(DATA FOR PROCESSING)

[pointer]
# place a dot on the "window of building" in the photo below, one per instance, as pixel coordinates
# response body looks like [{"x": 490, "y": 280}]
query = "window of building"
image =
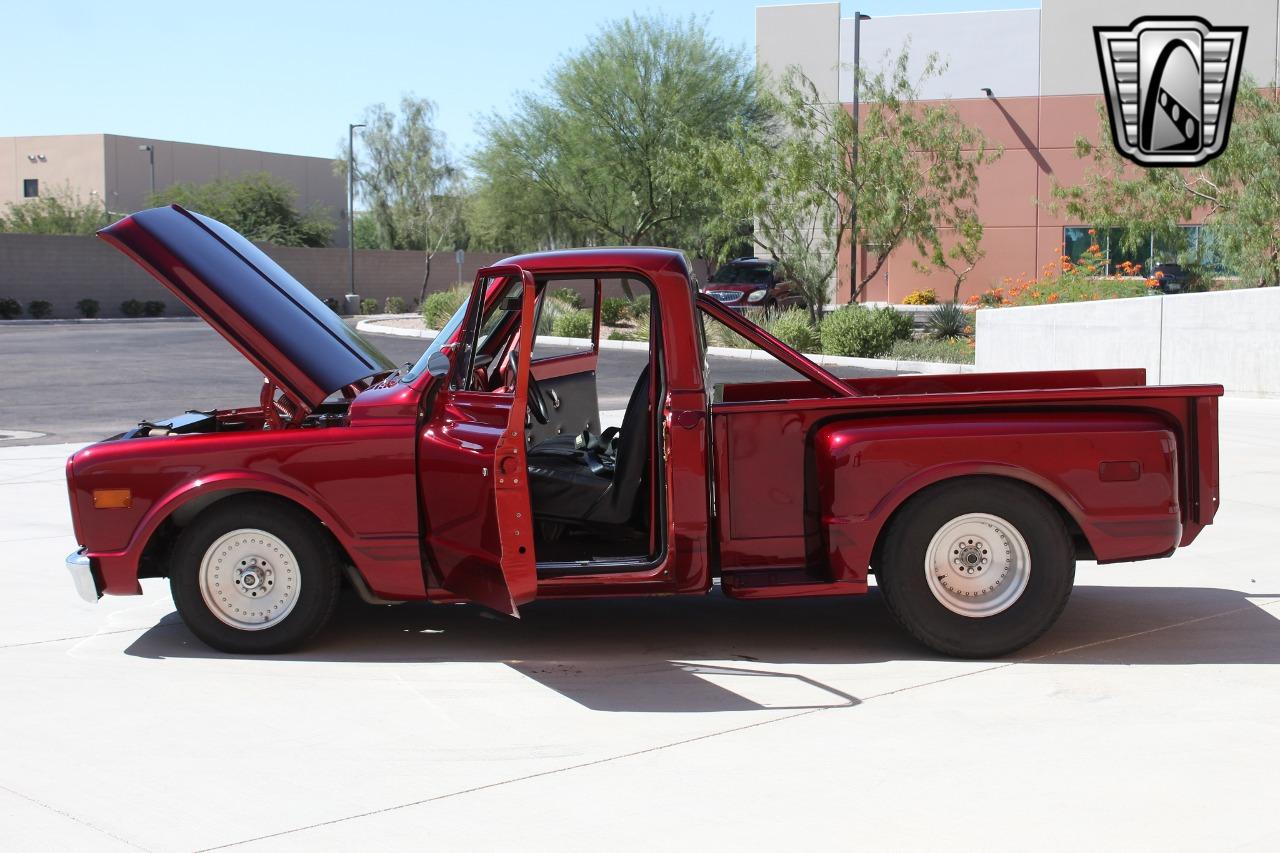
[{"x": 1192, "y": 245}]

(DIRECTIONS) Transcribe the records above line by line, without alteration, and omit the pictures from your answer.

(WRITTEN RESPONSE)
[pointer]
# place a dot on the "window of building" in the photo below, one per instance, as pixel coordinates
# response body looks like [{"x": 490, "y": 280}]
query = "window of building"
image =
[{"x": 1192, "y": 245}]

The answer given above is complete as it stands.